VORLIEGENDER TEXT
========

Chemnitzer Entscheidung:"Ein Streikverbot ist grotesk"

Der Arbeitsrechtler Thomas Dieterich äußert sich zur Chemnitzer Entscheidung. Die gerichtliche Zensur einer Kampftaktik hält er für unangebracht.

Ralf Husemann

SZ: Herr Dieterich, wieso kann ein Arbeitsgericht einfach einen Streik untersagen? Verdi-Chef Frank Bsirske sprach gar - trotz seiner Warnung vor einer Zersplitterung der Gewerkschaften - von "Klassenjustiz". Zu Recht?

Chemnitzer Entscheidung: Der Arbeitsrechtler Thomas Dieterich: Nur das Bundesarbeitsgericht kann entscheiden, ob für die Bahn generell Einschränkungen des Streikrechts gelten sollen.

Der Arbeitsrechtler Thomas Dieterich: Nur das Bundesarbeitsgericht kann entscheiden, ob für die Bahn generell Einschränkungen des Streikrechts gelten sollen.

(Foto: Foto: dpa)

========

BEREITGESTELLTE DATEN
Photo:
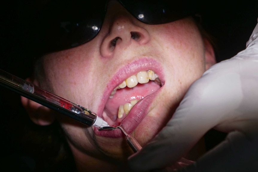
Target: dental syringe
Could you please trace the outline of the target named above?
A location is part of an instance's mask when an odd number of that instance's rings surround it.
[[[0,69],[0,85],[88,126],[109,126],[90,110]]]

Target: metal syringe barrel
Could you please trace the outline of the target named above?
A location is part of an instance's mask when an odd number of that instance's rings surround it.
[[[0,69],[0,85],[89,126],[108,126],[88,109]]]

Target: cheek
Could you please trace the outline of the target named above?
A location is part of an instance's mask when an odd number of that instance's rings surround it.
[[[86,78],[92,75],[93,52],[78,48],[54,53],[44,59],[44,66],[47,83],[54,93],[73,102],[78,102],[80,92],[90,92],[93,88],[90,84],[85,86]],[[87,54],[84,52],[87,52]],[[87,89],[86,89],[86,87]]]

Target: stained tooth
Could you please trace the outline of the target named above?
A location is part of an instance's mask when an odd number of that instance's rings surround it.
[[[138,82],[141,84],[146,83],[149,82],[149,77],[146,71],[140,72],[136,74]]]
[[[126,83],[125,82],[125,81],[124,81],[123,82],[119,84],[118,86],[120,88],[124,88],[126,86]]]
[[[124,110],[124,106],[120,105],[119,106],[118,108],[118,112],[117,113],[117,116],[118,118],[121,118],[123,117],[123,115],[125,113],[125,110]]]
[[[148,74],[148,76],[150,80],[154,81],[155,80],[156,77],[155,76],[155,73],[154,71],[151,70],[149,70],[147,72]]]
[[[133,88],[136,86],[138,83],[137,78],[135,75],[133,75],[126,79],[125,82],[126,85],[129,88]]]
[[[128,113],[132,107],[133,106],[130,103],[127,103],[124,105],[124,110],[125,111],[125,114],[127,115],[128,115]]]

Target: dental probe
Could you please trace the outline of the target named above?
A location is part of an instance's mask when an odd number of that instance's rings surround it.
[[[140,151],[142,148],[135,138],[127,133],[122,126],[119,125],[117,128],[120,129],[125,135],[127,143],[135,153]]]
[[[107,131],[110,130],[113,130],[115,129],[119,128],[124,133],[124,134],[125,135],[126,137],[126,141],[127,141],[127,143],[131,148],[133,151],[134,153],[137,152],[139,151],[142,147],[140,145],[140,144],[137,141],[136,139],[133,137],[129,135],[125,131],[124,128],[121,125],[119,125],[116,127],[101,127],[98,129],[99,131]]]
[[[88,126],[109,126],[89,110],[0,69],[0,85]]]

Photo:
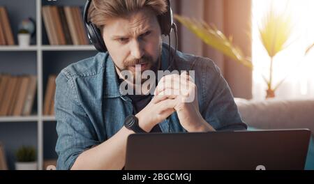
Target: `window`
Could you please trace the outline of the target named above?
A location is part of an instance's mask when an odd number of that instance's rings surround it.
[[[314,1],[253,0],[252,6],[253,98],[264,99],[267,89],[262,76],[269,78],[270,58],[261,43],[258,27],[271,6],[277,13],[289,13],[293,25],[291,45],[274,58],[273,86],[285,78],[276,91],[276,97],[314,98],[314,48],[304,54],[314,43]]]

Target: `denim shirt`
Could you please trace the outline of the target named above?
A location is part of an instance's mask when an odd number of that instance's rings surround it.
[[[169,54],[169,46],[163,44],[163,70],[168,67]],[[195,64],[200,112],[215,130],[247,128],[226,81],[211,60],[177,52],[174,63],[170,70],[188,70]],[[110,139],[124,126],[133,105],[130,98],[120,93],[107,52],[68,66],[59,73],[56,84],[57,169],[70,169],[80,154]],[[176,112],[159,125],[163,132],[186,132]]]

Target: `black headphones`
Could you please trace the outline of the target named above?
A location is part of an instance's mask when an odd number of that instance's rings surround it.
[[[106,52],[107,47],[101,36],[100,31],[97,26],[88,20],[88,10],[91,0],[87,0],[84,8],[83,19],[87,28],[89,40],[95,48],[100,52]],[[172,28],[174,26],[173,22],[172,10],[171,9],[170,0],[167,0],[167,12],[158,16],[158,20],[161,29],[161,33],[170,36]]]

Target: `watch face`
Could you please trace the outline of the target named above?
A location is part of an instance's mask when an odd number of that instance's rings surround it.
[[[131,127],[134,124],[134,122],[135,122],[134,116],[133,115],[130,115],[126,117],[124,125],[126,127]]]

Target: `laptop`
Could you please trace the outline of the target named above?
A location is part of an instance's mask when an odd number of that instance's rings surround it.
[[[133,134],[126,170],[304,169],[307,129]]]

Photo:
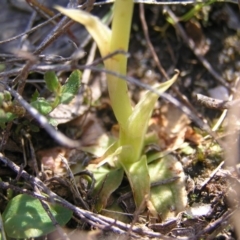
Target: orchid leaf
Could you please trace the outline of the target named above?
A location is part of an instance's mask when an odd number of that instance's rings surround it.
[[[176,80],[178,73],[169,81],[154,86],[160,94],[165,92]],[[148,122],[151,117],[154,105],[159,96],[151,91],[147,91],[140,102],[135,106],[129,120],[128,126],[122,132],[120,137],[120,145],[131,145],[133,151],[129,161],[138,161],[143,148],[144,137],[147,131]]]
[[[96,180],[94,195],[97,202],[95,210],[100,212],[107,206],[111,194],[120,186],[124,172],[122,168],[113,169],[107,165],[91,169],[91,171]]]
[[[182,165],[173,155],[167,155],[148,165],[151,183],[177,178],[175,181],[151,188],[150,201],[161,219],[171,218],[187,205],[185,174]]]
[[[126,151],[126,149],[124,150]],[[127,154],[123,154],[127,157]],[[124,157],[121,155],[121,158]],[[124,160],[125,162],[126,159]],[[146,200],[150,195],[150,177],[148,174],[147,158],[145,155],[135,163],[123,164],[125,173],[127,174],[128,181],[131,185],[134,201],[136,207],[144,210],[146,206]]]

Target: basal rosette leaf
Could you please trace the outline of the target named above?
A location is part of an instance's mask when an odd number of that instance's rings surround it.
[[[161,219],[175,217],[187,205],[185,174],[181,163],[171,154],[148,165],[151,183],[177,177],[175,181],[151,188],[150,201],[155,208],[153,215]]]

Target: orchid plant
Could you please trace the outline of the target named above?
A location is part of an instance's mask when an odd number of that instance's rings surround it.
[[[104,57],[116,50],[128,51],[133,7],[133,0],[115,0],[112,29],[88,12],[59,6],[56,8],[62,14],[86,27],[97,43],[102,57]],[[104,65],[107,70],[126,75],[127,57],[115,55],[105,60]],[[176,81],[177,76],[178,74],[171,80],[158,83],[153,87],[159,93],[163,93]],[[151,181],[157,181],[159,177],[175,176],[177,170],[174,172],[172,169],[176,166],[176,169],[180,168],[182,171],[181,166],[173,157],[168,156],[165,160],[154,161],[158,166],[155,168],[155,165],[150,164],[146,155],[143,154],[148,122],[158,100],[158,95],[148,91],[133,107],[128,95],[126,81],[108,74],[107,85],[112,109],[120,130],[119,138],[107,149],[102,162],[98,166],[89,167],[97,180],[95,194],[99,196],[95,210],[101,211],[107,206],[111,194],[120,186],[125,173],[138,209],[144,210],[147,207],[152,214],[161,214],[163,218],[168,216],[171,207],[176,211],[181,211],[186,205],[182,178],[171,185],[174,189],[169,185],[162,196],[159,196],[158,187],[154,188],[154,191],[151,190]],[[156,169],[159,168],[161,170],[156,173]],[[159,173],[161,174],[159,175]],[[164,202],[165,204],[163,204]],[[168,208],[166,208],[167,205]]]

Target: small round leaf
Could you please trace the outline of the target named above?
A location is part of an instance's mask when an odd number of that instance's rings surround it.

========

WAS ZU TUN IST
Benenne im Interview zur Chemnitzer Entscheidung "Bahn" in "Deutsche Bahn" um und gib den Abschnitt wieder, der bei "Chemnitzer Entscheidung: Der" beginnt und bei "(Foto: Foto: dpa)" endet.

LÖSUNG DER AUFGABE
Chemnitzer Entscheidung: Der Arbeitsrechtler Thomas Dieterich: Nur das Bundesarbeitsgericht kann entscheiden, ob für die Deutsche Bahn generell Einschränkungen des Streikrechts gelten sollen.

Der Arbeitsrechtler Thomas Dieterich: Nur das Bundesarbeitsgericht kann entscheiden, ob für die Deutsche Bahn generell Einschränkungen des Streikrechts gelten sollen.

(Foto: Foto: dpa)